*Action item*: Only lines holding "tree" are wanted; copy each of them from the records below.

*Data under study*:
===============
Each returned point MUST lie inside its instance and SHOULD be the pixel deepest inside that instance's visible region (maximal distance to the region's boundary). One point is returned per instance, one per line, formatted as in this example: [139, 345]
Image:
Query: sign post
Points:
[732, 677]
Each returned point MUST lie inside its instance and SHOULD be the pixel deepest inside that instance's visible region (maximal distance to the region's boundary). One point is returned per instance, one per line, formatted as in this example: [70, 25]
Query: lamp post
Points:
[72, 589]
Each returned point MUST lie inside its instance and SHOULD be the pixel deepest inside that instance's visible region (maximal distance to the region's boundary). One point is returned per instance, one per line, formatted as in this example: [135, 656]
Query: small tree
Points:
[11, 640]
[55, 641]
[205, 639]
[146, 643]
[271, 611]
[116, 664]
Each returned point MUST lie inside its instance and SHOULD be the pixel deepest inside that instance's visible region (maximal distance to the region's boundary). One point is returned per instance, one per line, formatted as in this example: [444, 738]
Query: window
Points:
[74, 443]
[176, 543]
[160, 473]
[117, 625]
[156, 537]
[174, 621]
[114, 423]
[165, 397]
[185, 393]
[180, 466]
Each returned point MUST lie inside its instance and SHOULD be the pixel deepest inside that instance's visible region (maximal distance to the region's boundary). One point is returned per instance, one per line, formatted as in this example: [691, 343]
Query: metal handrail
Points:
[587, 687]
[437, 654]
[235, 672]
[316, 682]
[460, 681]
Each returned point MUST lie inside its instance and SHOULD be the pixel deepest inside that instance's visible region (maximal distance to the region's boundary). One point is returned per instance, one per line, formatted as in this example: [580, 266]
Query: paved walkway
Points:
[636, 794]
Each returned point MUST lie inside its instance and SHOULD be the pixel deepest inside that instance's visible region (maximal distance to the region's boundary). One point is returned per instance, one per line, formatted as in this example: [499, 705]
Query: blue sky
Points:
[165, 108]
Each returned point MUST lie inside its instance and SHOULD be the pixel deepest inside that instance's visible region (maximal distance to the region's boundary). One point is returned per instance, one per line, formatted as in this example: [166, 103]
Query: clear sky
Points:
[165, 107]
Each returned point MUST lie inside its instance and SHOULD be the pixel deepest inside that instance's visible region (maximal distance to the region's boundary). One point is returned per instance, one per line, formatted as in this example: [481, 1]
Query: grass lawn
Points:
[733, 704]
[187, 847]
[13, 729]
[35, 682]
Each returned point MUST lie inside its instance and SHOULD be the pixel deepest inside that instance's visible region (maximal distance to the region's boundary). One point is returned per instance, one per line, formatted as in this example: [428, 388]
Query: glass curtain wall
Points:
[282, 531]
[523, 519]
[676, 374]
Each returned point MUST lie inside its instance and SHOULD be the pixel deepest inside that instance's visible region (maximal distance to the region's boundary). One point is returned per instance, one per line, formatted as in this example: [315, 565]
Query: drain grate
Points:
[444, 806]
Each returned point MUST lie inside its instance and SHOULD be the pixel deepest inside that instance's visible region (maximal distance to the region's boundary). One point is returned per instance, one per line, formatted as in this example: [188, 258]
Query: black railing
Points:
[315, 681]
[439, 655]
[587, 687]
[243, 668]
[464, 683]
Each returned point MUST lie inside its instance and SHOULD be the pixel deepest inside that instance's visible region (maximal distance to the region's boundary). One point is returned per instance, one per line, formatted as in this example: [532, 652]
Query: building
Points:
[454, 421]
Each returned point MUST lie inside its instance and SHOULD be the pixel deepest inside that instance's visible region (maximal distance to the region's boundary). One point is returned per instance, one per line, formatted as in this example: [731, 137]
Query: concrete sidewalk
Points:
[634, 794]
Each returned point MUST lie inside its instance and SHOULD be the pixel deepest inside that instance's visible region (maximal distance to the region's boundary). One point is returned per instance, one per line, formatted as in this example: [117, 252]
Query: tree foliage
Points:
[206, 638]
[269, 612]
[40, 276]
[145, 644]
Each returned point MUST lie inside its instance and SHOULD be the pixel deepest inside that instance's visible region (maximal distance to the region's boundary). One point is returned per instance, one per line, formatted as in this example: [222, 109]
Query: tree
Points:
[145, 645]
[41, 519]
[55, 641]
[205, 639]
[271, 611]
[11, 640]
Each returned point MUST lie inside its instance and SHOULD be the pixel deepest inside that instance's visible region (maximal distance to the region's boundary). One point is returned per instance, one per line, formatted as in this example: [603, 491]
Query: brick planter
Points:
===============
*Result below*:
Query: small tree
Query: tree foliage
Query: tree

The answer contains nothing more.